THE TASK: Set out every line of all the items below as a numbered list, leaving out any blank lines.

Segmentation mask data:

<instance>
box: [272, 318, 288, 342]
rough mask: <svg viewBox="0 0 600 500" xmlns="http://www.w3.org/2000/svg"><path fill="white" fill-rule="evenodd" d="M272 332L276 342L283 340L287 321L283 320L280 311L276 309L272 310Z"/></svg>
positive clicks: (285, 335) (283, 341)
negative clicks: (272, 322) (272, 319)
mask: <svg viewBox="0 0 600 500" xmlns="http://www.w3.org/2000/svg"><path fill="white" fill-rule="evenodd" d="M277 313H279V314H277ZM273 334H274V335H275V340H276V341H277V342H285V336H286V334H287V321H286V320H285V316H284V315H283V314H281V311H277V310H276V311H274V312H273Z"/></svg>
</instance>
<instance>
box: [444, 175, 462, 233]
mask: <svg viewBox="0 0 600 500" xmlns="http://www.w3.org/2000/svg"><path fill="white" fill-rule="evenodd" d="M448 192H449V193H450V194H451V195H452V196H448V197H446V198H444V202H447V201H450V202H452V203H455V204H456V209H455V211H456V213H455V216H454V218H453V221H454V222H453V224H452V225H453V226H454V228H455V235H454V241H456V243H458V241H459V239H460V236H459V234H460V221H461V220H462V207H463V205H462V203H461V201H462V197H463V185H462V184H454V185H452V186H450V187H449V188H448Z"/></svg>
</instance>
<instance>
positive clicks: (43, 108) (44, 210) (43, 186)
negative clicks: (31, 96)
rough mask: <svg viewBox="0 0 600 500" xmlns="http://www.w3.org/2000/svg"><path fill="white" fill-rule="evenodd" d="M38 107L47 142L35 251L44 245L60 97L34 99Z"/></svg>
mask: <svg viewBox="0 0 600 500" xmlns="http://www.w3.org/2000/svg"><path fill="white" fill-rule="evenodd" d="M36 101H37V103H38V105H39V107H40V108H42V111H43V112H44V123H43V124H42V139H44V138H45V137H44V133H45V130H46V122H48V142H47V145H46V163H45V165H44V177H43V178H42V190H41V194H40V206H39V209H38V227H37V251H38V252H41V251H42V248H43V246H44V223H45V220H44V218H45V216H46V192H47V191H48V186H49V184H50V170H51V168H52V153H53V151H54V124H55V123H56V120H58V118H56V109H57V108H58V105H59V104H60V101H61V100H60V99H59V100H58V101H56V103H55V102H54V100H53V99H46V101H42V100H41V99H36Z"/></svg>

RESPONSE TO THIS EXERCISE:
1. <instance>
2. box: [272, 318, 288, 342]
3. rough mask: <svg viewBox="0 0 600 500" xmlns="http://www.w3.org/2000/svg"><path fill="white" fill-rule="evenodd" d="M272 332L276 342L283 340L287 321L283 320L280 311L276 309L272 310Z"/></svg>
4. positive clicks: (285, 335) (283, 341)
5. negative clicks: (272, 322) (272, 319)
6. mask: <svg viewBox="0 0 600 500" xmlns="http://www.w3.org/2000/svg"><path fill="white" fill-rule="evenodd" d="M277 313H279V314H277ZM273 334H274V335H275V340H276V341H277V342H285V336H286V334H287V321H286V320H285V316H284V315H283V314H281V311H277V310H276V311H274V312H273Z"/></svg>
7. </instance>
8. <instance>
9. box: [444, 175, 462, 233]
10. mask: <svg viewBox="0 0 600 500" xmlns="http://www.w3.org/2000/svg"><path fill="white" fill-rule="evenodd" d="M448 192H449V193H450V194H451V195H452V196H448V197H446V198H444V202H447V201H450V202H452V203H455V204H456V209H455V211H456V213H455V216H454V218H453V221H454V222H453V224H452V225H453V226H454V228H455V235H454V241H456V243H458V241H459V239H460V236H459V234H460V221H461V220H462V207H463V205H462V203H461V201H462V197H463V185H462V184H454V185H452V186H450V187H449V188H448Z"/></svg>
11. </instance>
12. <instance>
13. positive clicks: (43, 108) (44, 210) (43, 186)
14. negative clicks: (31, 96)
15. rough mask: <svg viewBox="0 0 600 500" xmlns="http://www.w3.org/2000/svg"><path fill="white" fill-rule="evenodd" d="M38 107L47 142L35 251L44 245L60 97L34 99Z"/></svg>
16. mask: <svg viewBox="0 0 600 500" xmlns="http://www.w3.org/2000/svg"><path fill="white" fill-rule="evenodd" d="M36 101H37V103H38V105H39V107H40V108H42V111H43V112H44V123H43V124H42V139H44V138H45V137H44V133H45V130H46V122H48V142H47V145H46V163H45V165H44V177H43V178H42V190H41V194H40V206H39V209H38V227H37V251H38V252H41V251H42V248H43V246H44V223H45V220H44V218H45V216H46V192H47V191H48V186H49V184H50V170H51V168H52V153H53V151H54V124H55V123H56V120H58V118H56V109H57V108H58V105H59V104H60V101H61V100H60V99H59V100H58V101H56V103H55V102H54V100H53V99H46V101H42V100H41V99H36Z"/></svg>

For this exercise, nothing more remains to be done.